[Textauszug]:

#####

Dass das ganze mit einem verpixelten Bild aus "The Witcher 2" garniert wird, hätte ja nicht sein müssen. Aber es ist gut, dass diesen dreisten Abzockern ein Riegel vorgeschoben wird, diese ganze Redtube-Masche war von Anfang an darauf angelegt, das Schamgefühl der Konsumenten zu treffen, die keinen Wirbel verursachen wollen und schnell bezahlen sollten. Wenn ich auch noch das Interview mit Herrn Urmann lese 

Interview Anwalt Urmann zu Abmahnung von Porno-Guckern | ZEIT ONLINE

in dem er sich als Verfechter des Urheberrechts darstellt, weil der Staat in seiner Aufgabe versage, weiß ich gar nicht, wo ich zuerst hink*tzen soll.


----------



## Atma (3. Januar 2014)

polarwolf schrieb:


> Dass das ganze mit einem verpixelten Bild aus "The Witcher 2" garniert wird, hätte ja nicht sein müssen. Aber es ist gut, dass diesen dreisten Abzockern ein Riegel vorgeschoben wird, diese ganze Redtube-Masche war von Anfang an darauf angelegt, das Schamgefühl der Konsumenten zu treffen, die keinen Wirbel verursachen wollen und schnell bezahlen sollten. Wenn ich auch noch das Interview mit Herrn Urmann lese
> 
> Interview Anwalt Urmann zu Abmahnung von Porno-Guckern | ZEIT ONLINE
> 
> in dem er sich als Verfechter des Urheberrechts darstellt, weil der Staat in seiner Aufgabe versage, weiß ich gar nicht, wo ich zuerst hink*tzen soll.


Wahre Worte, aber leider hatte seine Masche Erfolg. Bei irgendeiner News stand dabei, dass die Abgemahnten 2-3 Millionen Euro gezahlt haben. Abmahnanwälte sind und bleiben die Wegelagerer der Moderne.


----------



## polarwolf (3. Januar 2014)

#####

[Erfasste Daten]:
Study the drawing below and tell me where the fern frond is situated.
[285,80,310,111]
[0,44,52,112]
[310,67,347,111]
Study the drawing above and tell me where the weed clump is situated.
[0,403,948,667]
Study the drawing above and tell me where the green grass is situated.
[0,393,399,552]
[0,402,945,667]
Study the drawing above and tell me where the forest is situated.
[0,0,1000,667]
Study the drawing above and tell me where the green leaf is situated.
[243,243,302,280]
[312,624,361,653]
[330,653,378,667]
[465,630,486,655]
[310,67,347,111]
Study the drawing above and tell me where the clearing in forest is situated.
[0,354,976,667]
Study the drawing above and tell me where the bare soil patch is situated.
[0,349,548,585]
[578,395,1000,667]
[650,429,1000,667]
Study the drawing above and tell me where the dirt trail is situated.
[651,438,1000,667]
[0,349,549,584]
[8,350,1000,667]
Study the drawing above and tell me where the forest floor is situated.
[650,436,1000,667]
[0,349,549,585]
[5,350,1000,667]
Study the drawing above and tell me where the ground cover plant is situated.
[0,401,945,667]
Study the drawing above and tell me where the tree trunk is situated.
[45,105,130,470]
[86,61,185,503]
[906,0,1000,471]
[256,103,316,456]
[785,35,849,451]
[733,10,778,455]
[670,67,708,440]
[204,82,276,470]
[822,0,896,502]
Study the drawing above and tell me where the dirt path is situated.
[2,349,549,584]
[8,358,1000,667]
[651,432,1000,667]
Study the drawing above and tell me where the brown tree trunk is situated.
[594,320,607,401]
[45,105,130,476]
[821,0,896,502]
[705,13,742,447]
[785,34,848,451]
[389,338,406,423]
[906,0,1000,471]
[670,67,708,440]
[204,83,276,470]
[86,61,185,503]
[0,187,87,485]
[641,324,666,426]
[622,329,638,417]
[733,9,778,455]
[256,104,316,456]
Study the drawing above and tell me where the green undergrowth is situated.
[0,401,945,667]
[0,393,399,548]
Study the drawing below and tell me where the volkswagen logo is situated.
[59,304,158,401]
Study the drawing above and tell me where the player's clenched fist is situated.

#####

[Ihre Aufgaben]:
a – Übersetzen Sie den Satz „Abmahnanwälte sind und bleiben die Wegelagerer der Moderne.“ aus der Forumsdiskussion über die Redtube-Abmahnungen ins Englische.
b – Führen Sie die Forumsdiskussion über die Redtube-Abmahnungen an der Stelle fort, an der sie endet.

[Lösungen]:
a – Cease-and-desist lawyers are and remain the highwaymen of modern times.

b –
Ich hoffe, dass viele Betroffene eine Gegenklage wegen Erpressung und für Schadensersatz anstreben und ihr Geld zurückbekommen. Natürlich muss man damit auch ins Rampenlicht treten und so mancher Ehefrau wird das wohl nicht schmecken...
Abmahnanwälte schaden im Übrigen dem Ansehen der gesamten Anwaltschaft in Deutschland.


----------



## Raeven (3. Januar 2014)

Abmahnanwälte mit unrechtmäßigen Forderungen wie hier, die offensichtlich das Recht mehr als gebogen haben sollen, müssen  nach dem Beweis einer strafbaren Handlung ihre Zulassung dauerhaft verlieren. Allein dadurch würde es sich so mancher Anwalt schon überlegen welche Forderungen er verschickt. Das Recht wird durch solche perfiden Handlungen nur mit Füßen getreten.
Ich hoffe das die Staatsanwaltschaft und die Gerichte hier ein Musterbeispiel für alle anderen Abmahnanwälte schaffen.


----------



## Eckism (3. Januar 2014)

Viele Ehefrauen/Freundinnen werden von den Männern nur zu bieder angesehen...oder denkt ihr, die benutzen ihr Spielzeug ohne Filmchen?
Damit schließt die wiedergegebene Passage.